Add survey criteria #970

tjennison-work · 2024-08-28T18:09:11Z

Loads all survey data for real time filtering.
Improves question/answer name handling, though indexing changes will
be needed to handle global search correctly.
Multi-select plus instance level data still to be dealt with.
Config changes will come separately since they'll break stored data.
Copies some filter generation code from entity group criteria but this
allows the config and selection data to be distinct from entity group
criteria. There is already some divergence and this allows them to
evolve separately. This wasn't originally planned but handling
backwards compatability while switching to a new
plugin/config/selection data seemed pretty sketchy.
Fixes a bug where entity group criteria with modifiers but no
selection weren't handled correctly.
Testing is weird because we don't currently have survey data. The
basics are the same as entity group criteria so using the same data
for now but TBD how we want to handle this.

marikomedlock · 2024-08-29T13:57:16Z

ui/src/criteria/survey.tsx

+// "survey" plugins are designed to handle medium sized amount of survey data in
+// an optimized fashion.


nit: Any clarification possible on "medium sized" -- maybe < 1GB or <100k rows (from fetchAll limit below)?

marikomedlock · 2024-08-29T13:58:06Z

ui/src/criteria/survey.tsx

+      // TODO(tjennison): There's no way to get the question information for
+      // answers added via global search. We'll need to get the question
+      // information at index time.


Would creating a new attribute e.g. label that is the concatenation of [question] : [answer] address this for global search? Or maybe that's what you mean by "at index time".

Using the newly added isLeaf filter to not return answers per our discussion.

marikomedlock · 2024-08-29T14:13:25Z

underlay/src/main/proto/criteriaselector/configschema/survey.proto

+  repeated EntityGroupConfig entity_groups = 2;
+
+  // Optional configuration of a categorical or numeric value associated with
+  // the selection (e.g. a measurement value). Applied to the entire selection


nit: "e.g. a survey numeric answer value"?
□ □ □ □ □
| What to do |
1 - Reproduce, word for word, the part of the survey criteria thread that opens with the words containing "tjennison-work · 2024-08-28T18:09:11Z" and closes with "break stored data.".
2 - According to the survey criteria thread, why does the change copy filter generation code from entity group criteria instead of reusing it?

| Provided data |
□ □ □ □ □
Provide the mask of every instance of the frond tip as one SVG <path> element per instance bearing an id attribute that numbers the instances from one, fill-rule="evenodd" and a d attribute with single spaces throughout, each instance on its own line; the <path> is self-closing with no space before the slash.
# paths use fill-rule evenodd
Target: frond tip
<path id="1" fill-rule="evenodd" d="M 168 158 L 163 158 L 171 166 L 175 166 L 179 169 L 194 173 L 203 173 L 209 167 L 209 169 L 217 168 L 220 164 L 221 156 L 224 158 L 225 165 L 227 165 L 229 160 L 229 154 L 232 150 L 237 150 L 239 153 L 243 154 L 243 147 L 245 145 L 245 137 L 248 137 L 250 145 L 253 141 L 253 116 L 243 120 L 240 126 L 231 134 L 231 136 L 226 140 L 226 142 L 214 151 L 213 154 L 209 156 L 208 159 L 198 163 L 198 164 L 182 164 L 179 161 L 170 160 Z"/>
□ □ □ □ □
| Answer list |
1 -
tjennison-work · 2024-08-28T18:09:11Z

Loads all survey data for real time filtering.
Improves question/answer name handling, though indexing changes will
be needed to handle global search correctly.
Multi-select plus instance level data still to be dealt with.
Config changes will come separately since they'll break stored data.

2 - Copying the code keeps the survey config and selection data distinct from entity group criteria. The two already diverge somewhat, and this lets them evolve separately. Keeping backwards compatibility while switching to a new plugin/config/selection data also seemed "pretty sketchy."